Exercise: Switch every "stone wall" in the data below to "brick wall", and reproduce all the lines with nothing else altered.

[Data items]
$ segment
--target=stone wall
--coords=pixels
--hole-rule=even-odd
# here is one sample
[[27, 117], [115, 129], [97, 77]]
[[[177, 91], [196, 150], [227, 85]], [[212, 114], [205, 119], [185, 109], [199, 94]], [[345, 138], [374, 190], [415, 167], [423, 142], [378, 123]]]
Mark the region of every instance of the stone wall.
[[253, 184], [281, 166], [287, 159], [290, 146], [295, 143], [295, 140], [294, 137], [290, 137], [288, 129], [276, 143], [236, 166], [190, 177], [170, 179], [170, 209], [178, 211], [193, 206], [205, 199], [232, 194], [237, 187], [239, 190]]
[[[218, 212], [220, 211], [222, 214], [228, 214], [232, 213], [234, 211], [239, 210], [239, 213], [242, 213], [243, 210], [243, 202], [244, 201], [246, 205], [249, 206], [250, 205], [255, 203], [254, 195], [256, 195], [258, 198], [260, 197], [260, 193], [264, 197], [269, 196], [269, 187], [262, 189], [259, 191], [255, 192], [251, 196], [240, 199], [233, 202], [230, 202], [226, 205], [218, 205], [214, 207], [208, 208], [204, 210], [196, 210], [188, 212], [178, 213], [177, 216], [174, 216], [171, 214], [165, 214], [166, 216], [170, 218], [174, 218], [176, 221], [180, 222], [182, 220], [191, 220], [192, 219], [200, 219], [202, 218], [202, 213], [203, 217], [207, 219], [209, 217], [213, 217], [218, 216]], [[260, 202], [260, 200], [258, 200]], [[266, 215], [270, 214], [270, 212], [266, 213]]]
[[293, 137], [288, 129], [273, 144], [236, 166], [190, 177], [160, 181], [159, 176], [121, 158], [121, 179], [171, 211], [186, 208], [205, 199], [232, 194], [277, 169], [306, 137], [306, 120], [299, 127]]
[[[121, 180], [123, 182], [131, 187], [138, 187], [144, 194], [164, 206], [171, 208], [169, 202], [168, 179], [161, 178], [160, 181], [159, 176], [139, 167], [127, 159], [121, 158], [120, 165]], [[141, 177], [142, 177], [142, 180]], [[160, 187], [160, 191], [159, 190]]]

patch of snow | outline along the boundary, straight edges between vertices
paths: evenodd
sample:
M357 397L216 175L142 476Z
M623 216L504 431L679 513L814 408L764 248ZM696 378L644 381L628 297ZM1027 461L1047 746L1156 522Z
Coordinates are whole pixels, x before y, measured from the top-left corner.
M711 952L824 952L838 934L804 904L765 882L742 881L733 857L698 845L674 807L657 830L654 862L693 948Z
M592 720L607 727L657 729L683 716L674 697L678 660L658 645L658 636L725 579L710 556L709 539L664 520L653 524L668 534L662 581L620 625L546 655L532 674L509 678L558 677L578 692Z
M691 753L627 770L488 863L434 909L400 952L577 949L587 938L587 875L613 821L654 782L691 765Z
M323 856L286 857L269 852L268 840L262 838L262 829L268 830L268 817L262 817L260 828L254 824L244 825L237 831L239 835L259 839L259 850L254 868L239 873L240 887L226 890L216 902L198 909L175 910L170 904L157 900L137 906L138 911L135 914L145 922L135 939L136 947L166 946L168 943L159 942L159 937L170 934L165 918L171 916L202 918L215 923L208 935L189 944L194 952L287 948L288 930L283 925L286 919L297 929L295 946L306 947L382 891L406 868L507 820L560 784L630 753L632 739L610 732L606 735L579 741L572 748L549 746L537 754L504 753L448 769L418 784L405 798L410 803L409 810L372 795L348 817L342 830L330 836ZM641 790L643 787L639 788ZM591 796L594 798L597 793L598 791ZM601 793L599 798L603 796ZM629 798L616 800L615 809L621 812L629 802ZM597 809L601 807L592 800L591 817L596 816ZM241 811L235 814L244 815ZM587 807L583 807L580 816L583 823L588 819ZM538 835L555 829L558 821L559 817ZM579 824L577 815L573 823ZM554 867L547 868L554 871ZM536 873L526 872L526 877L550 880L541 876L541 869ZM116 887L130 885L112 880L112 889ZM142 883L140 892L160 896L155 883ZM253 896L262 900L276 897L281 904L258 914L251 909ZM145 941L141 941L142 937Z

Completed task:
$ segment
--target=brick wall
--coords=pixels
--hole-rule=even-odd
# here is one sample
[[27, 117], [115, 129], [97, 77]]
[[[177, 91], [196, 150], [227, 85]], [[212, 114], [205, 119], [185, 109], [199, 94]], [[345, 138], [374, 190], [415, 167], [423, 142], [378, 123]]]
Mark the region of every instance of the brick wall.
[[253, 184], [281, 166], [287, 159], [290, 146], [295, 143], [295, 140], [294, 137], [290, 137], [288, 129], [276, 143], [236, 166], [190, 177], [170, 179], [170, 209], [178, 211], [193, 206], [205, 199], [232, 194], [237, 187], [239, 190]]
[[[218, 212], [220, 211], [222, 214], [228, 214], [232, 213], [234, 211], [239, 210], [239, 213], [242, 213], [243, 210], [243, 202], [244, 201], [246, 205], [249, 206], [250, 205], [255, 203], [254, 195], [256, 195], [258, 198], [260, 197], [260, 193], [264, 197], [269, 196], [269, 187], [262, 189], [259, 191], [255, 192], [251, 196], [240, 199], [233, 202], [230, 202], [226, 205], [218, 205], [214, 207], [208, 208], [204, 210], [196, 210], [188, 212], [178, 213], [177, 216], [174, 216], [171, 214], [165, 214], [166, 216], [170, 218], [174, 218], [176, 221], [180, 222], [182, 220], [191, 220], [192, 219], [200, 219], [202, 218], [202, 213], [203, 217], [207, 219], [209, 217], [213, 217], [218, 216]], [[260, 202], [260, 200], [258, 200]], [[266, 215], [270, 214], [270, 212], [266, 213]]]
[[293, 137], [288, 129], [273, 144], [236, 166], [190, 177], [160, 181], [159, 176], [121, 158], [121, 179], [171, 211], [186, 208], [205, 199], [232, 194], [277, 169], [306, 137], [306, 120], [299, 127]]
[[[121, 180], [123, 182], [131, 187], [138, 187], [144, 194], [164, 206], [171, 208], [169, 202], [168, 179], [161, 178], [160, 181], [159, 176], [139, 167], [127, 159], [121, 158], [120, 165]], [[141, 177], [142, 177], [142, 180]], [[160, 187], [160, 191], [159, 190]]]

patch of snow | outline along the boundary, straight edges between vertices
paths: evenodd
sample:
M357 397L216 175L142 476Z
M623 216L504 431L679 513L814 408L764 248ZM696 378L644 381L628 297ZM1027 461L1047 746L1156 522Z
Coordinates are whole pixels, x before y, measured from the top-left corner.
M711 952L824 952L838 934L804 904L765 882L742 881L733 857L698 845L674 807L657 830L654 862L693 948Z
M592 720L607 727L657 729L683 716L674 697L678 660L658 645L658 636L725 579L710 556L709 539L664 520L653 524L668 534L662 581L620 625L546 655L532 674L509 678L558 677L578 692Z
M691 753L627 770L488 863L434 909L400 952L577 949L587 938L587 875L613 821L654 782L691 765Z
M323 856L286 857L269 852L268 840L262 838L262 829L268 830L268 817L262 817L260 828L254 824L244 825L237 831L239 835L259 839L259 850L254 868L239 873L240 887L226 890L216 902L198 909L175 910L170 904L157 900L137 906L138 911L135 914L145 922L135 939L136 947L166 946L168 943L159 942L159 937L170 934L165 918L171 916L202 918L215 923L208 935L189 944L194 952L287 948L288 930L283 925L286 919L297 929L295 946L306 947L382 891L406 868L507 820L560 784L630 753L632 739L610 732L606 735L579 741L572 748L549 746L537 754L504 753L448 769L418 784L405 798L410 803L409 810L372 795L348 817L342 830L330 836ZM641 790L643 787L639 788ZM591 796L594 798L597 793L598 791ZM601 793L599 798L603 796ZM629 798L616 800L615 809L621 812L629 802ZM597 809L601 807L592 800L591 817L596 816ZM241 811L235 814L244 815ZM587 807L583 807L580 816L583 823L588 819ZM538 835L555 829L558 821L559 817ZM579 824L577 815L573 823ZM554 867L547 868L554 871ZM536 873L526 872L526 877L550 880L541 876L541 869ZM116 887L130 885L112 880L112 889ZM142 883L140 892L160 896L155 883ZM253 896L262 900L276 897L281 904L258 914L251 909ZM145 941L141 941L142 937Z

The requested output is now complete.